**AIM:** Turn every line of the items below into a Markdown table with two columns, Row and Line, numbering each row and skipping blank lines.

**TASK INPUT:**
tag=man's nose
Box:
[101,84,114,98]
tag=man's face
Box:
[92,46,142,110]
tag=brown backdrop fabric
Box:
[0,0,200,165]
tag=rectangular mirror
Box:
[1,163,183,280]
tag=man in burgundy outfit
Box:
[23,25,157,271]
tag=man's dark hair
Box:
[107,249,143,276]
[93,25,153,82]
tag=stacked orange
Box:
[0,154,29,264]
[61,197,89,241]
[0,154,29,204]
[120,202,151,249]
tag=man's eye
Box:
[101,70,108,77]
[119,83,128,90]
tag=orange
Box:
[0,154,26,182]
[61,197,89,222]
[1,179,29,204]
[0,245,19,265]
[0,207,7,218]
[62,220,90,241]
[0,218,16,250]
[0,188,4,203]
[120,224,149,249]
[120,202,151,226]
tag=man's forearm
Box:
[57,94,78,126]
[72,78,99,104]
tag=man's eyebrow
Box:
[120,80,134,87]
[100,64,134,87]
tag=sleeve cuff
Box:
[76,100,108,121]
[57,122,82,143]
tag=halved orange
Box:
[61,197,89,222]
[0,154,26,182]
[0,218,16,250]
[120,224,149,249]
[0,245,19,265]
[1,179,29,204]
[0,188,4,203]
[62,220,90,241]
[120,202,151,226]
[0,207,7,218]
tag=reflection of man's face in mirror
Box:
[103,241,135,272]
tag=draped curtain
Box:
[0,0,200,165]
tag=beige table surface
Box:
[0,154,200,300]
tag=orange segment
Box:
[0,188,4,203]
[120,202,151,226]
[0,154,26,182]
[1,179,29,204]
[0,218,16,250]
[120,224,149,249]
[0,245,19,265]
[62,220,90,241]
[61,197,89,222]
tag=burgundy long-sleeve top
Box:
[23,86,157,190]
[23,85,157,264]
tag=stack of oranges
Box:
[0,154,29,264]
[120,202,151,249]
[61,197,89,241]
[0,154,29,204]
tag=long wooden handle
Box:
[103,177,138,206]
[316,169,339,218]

**WRITTEN ANSWER:**
| Row | Line |
|---|---|
| 1 | tag=man's nose |
| 2 | Box: |
| 3 | [101,84,114,98] |
| 4 | tag=man's face |
| 5 | Box: |
| 6 | [92,46,142,110] |
| 7 | tag=brown backdrop fabric |
| 8 | Box: |
| 9 | [0,0,200,165] |
| 10 | tag=rectangular mirror |
| 11 | Box: |
| 12 | [1,163,183,280] |
| 13 | tag=man in burgundy outfit |
| 14 | Box: |
| 15 | [23,25,157,271] |
| 16 | tag=man's dark hair |
| 17 | Box: |
| 18 | [107,249,143,276] |
| 19 | [93,25,153,82] |
| 20 | tag=stacked orange |
| 21 | Box: |
| 22 | [0,154,29,264] |
| 23 | [61,197,89,241] |
| 24 | [0,154,29,204] |
| 25 | [120,202,151,249] |
| 26 | tag=man's eye |
| 27 | Box: |
| 28 | [101,70,108,77] |
| 29 | [119,83,128,90] |
| 30 | tag=orange |
| 31 | Box: |
| 32 | [0,154,26,182] |
| 33 | [61,197,89,222] |
| 34 | [1,179,29,204] |
| 35 | [0,245,19,265] |
| 36 | [0,207,7,218] |
| 37 | [62,220,90,241] |
| 38 | [0,218,16,250] |
| 39 | [0,188,4,203] |
| 40 | [120,224,149,249] |
| 41 | [120,202,151,226] |
| 42 | tag=man's forearm |
| 43 | Box: |
| 44 | [57,94,78,126] |
| 45 | [72,78,99,104] |
| 46 | tag=man's eyebrow |
| 47 | Box: |
| 48 | [120,80,134,87] |
| 49 | [100,64,134,87] |
| 50 | tag=sleeve cuff |
| 51 | Box: |
| 52 | [76,100,108,121] |
| 53 | [57,122,82,143] |
| 54 | tag=halved orange |
| 55 | Box: |
| 56 | [61,197,89,222] |
| 57 | [0,154,26,182] |
| 58 | [0,218,16,250] |
| 59 | [120,224,149,249] |
| 60 | [0,245,19,265] |
| 61 | [1,179,29,204] |
| 62 | [0,188,4,203] |
| 63 | [62,220,90,241] |
| 64 | [120,202,151,226] |
| 65 | [0,207,7,218] |
| 66 | tag=reflection of man's face in mirror |
| 67 | Box: |
| 68 | [103,241,135,272] |
| 69 | tag=draped curtain |
| 70 | Box: |
| 71 | [0,0,200,165] |
| 72 | tag=beige table surface |
| 73 | Box: |
| 74 | [0,154,200,300] |
| 75 | tag=orange segment |
| 76 | Box: |
| 77 | [0,188,4,203] |
| 78 | [120,202,151,226] |
| 79 | [0,154,26,182] |
| 80 | [1,179,29,204] |
| 81 | [0,218,16,250] |
| 82 | [120,224,149,249] |
| 83 | [0,245,19,265] |
| 84 | [62,220,90,241] |
| 85 | [61,197,89,222] |
| 86 | tag=burgundy long-sleeve top |
| 87 | Box: |
| 88 | [23,86,157,190] |
| 89 | [23,85,157,264] |
| 90 | tag=stack of oranges |
| 91 | Box: |
| 92 | [0,154,29,264] |
| 93 | [120,202,151,249] |
| 94 | [61,197,89,241] |
| 95 | [0,154,29,204] |
| 96 | tag=long wooden handle |
| 97 | Box: |
| 98 | [103,177,138,206] |
| 99 | [316,169,339,218] |